STATED EXERCISE: Copy the listing verbatim, beginning at the line that contains "Every instance of the short black" and continuing through the last line of the listing. Omit the pictures from your copy.

PROVIDED INFORMATION:
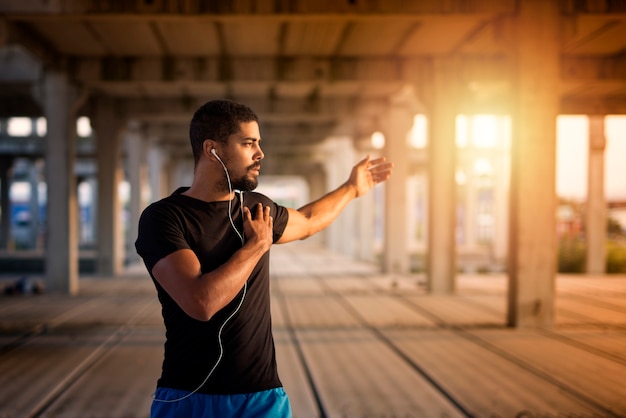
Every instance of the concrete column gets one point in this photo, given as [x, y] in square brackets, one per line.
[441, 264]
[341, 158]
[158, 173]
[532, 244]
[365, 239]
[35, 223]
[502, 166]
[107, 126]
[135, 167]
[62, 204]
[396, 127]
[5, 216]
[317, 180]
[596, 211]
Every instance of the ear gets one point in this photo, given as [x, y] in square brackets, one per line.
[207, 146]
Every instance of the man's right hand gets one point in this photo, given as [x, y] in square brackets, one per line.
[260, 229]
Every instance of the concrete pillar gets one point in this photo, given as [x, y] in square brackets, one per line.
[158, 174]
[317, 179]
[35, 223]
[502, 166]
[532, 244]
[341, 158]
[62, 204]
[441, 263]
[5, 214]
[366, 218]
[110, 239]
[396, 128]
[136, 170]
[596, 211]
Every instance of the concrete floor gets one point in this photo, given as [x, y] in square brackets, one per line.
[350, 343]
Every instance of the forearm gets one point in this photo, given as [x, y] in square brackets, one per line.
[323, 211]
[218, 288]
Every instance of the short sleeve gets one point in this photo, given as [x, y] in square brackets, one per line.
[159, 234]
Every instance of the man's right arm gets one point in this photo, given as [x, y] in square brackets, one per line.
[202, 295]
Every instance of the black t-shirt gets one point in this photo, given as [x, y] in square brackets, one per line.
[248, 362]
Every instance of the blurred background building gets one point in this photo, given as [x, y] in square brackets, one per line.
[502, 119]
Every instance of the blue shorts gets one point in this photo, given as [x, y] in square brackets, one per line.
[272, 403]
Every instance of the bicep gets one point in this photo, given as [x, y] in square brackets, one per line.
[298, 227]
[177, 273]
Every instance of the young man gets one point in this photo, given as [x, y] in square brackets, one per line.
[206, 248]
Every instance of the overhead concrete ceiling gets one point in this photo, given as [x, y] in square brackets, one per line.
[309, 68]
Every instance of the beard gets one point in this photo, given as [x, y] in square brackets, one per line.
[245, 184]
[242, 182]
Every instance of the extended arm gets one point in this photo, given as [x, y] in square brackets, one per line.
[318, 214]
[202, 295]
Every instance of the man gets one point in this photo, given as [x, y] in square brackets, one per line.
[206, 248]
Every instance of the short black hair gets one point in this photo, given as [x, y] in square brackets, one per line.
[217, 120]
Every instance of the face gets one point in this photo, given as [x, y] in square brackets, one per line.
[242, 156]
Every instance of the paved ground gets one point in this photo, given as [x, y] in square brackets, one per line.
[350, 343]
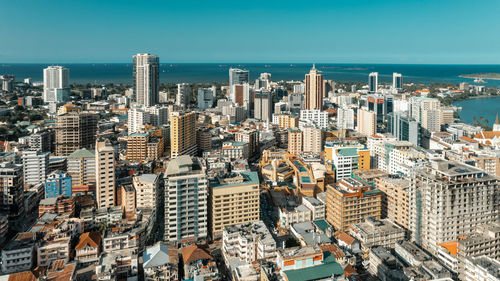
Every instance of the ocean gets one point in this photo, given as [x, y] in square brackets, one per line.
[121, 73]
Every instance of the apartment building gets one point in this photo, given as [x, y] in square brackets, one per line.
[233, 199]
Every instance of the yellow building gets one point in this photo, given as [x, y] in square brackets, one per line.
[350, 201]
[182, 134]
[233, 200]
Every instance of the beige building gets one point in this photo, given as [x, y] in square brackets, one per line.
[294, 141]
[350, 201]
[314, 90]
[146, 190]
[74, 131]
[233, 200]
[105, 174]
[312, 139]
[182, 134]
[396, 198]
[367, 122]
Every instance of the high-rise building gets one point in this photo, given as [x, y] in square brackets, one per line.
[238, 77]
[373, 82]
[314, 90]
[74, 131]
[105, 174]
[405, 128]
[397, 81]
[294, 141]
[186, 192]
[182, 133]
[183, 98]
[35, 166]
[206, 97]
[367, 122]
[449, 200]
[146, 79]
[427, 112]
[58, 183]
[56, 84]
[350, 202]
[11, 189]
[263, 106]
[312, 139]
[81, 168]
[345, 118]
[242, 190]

ANSWER FOR THE TASK:
Every instance of the short black hair gets one point in this photo, given as [x, y] in square brackets, one per line.
[217, 120]
Every instance of the face gets one point in this photo, given as [x, y] in square brackets, one per line.
[242, 156]
Every instance of the paved ground gets one point in this photo, given as [x, y] in square brackets, one per line.
[350, 343]
Every instance of the ocean gets one point in this photo, given as [x, y] in square brackets, one per line.
[121, 73]
Every instance of the apartment building gets one point in this photo, given as [x, y] in square brackets, one per line.
[233, 199]
Every instance of the yellow building gets one point in this photo, given as [x, y] in square brackets, one per line.
[350, 201]
[182, 134]
[233, 200]
Every instance of the beige building gets one point in this photo, given as [x, y] in square brackets, one per line.
[294, 141]
[350, 201]
[314, 90]
[146, 190]
[74, 131]
[233, 200]
[105, 174]
[312, 139]
[182, 134]
[396, 198]
[367, 122]
Every instance of the high-rise building gets one point in this photo, given as [x, y] in square brackets, one per line.
[238, 77]
[373, 82]
[314, 90]
[74, 131]
[105, 174]
[405, 128]
[397, 81]
[294, 141]
[186, 192]
[182, 133]
[183, 98]
[35, 166]
[206, 97]
[367, 122]
[449, 200]
[146, 79]
[427, 112]
[58, 183]
[56, 84]
[350, 202]
[11, 189]
[263, 106]
[312, 139]
[81, 168]
[345, 118]
[242, 190]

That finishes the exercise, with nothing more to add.